> _Work to be completed_: Each line of the material, from the first through the one containing "Identify the position of each instance of the national", is to be written out exactly.

> _Entries provided_:
────────────────────

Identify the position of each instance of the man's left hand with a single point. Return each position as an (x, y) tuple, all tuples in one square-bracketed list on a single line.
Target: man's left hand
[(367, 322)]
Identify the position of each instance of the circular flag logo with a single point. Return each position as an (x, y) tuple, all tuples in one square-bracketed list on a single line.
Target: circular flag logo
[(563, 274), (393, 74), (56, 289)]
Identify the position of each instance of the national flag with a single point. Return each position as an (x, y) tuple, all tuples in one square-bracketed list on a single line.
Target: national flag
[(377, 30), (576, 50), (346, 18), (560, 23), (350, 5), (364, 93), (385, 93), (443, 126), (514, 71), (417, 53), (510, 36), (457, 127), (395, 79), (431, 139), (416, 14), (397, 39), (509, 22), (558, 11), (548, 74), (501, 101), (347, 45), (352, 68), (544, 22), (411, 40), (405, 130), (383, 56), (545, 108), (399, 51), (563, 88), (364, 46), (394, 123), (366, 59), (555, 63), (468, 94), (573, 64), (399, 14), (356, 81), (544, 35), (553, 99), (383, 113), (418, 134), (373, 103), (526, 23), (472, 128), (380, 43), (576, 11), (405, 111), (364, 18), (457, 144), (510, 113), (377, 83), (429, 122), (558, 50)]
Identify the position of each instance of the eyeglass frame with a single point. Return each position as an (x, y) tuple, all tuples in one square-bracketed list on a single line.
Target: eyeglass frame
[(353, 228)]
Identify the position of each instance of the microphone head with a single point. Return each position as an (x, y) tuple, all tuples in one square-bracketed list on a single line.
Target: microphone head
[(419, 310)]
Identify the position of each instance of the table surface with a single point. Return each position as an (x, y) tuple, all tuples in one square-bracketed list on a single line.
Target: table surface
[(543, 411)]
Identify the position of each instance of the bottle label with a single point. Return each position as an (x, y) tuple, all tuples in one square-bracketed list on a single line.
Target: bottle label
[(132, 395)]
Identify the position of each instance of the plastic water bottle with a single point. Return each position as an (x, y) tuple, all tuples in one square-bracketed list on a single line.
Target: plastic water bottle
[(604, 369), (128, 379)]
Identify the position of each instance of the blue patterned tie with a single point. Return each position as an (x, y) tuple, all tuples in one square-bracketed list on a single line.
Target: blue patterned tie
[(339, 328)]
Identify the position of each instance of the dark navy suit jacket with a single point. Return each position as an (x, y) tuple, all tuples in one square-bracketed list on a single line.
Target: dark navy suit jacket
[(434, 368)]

────────────────────

> _Response to the exercise_:
Identify the position of each instance of the man's left hand with a single point. Return each position as an (x, y) tuple, all tuples in one square-bracketed list on a single line.
Target: man's left hand
[(367, 322)]
Identify the position of each instance of the circular flag logo with a single point. Return each position as an (x, y) tuple, all tuples in one square-bracketed list on a single line.
Target: circular flag logo
[(563, 274), (393, 74), (56, 289)]
Identify the position of each instance of the national flag with a single point. Return each position as an (x, y) tuple, all tuples in one square-bracketed list on a single line.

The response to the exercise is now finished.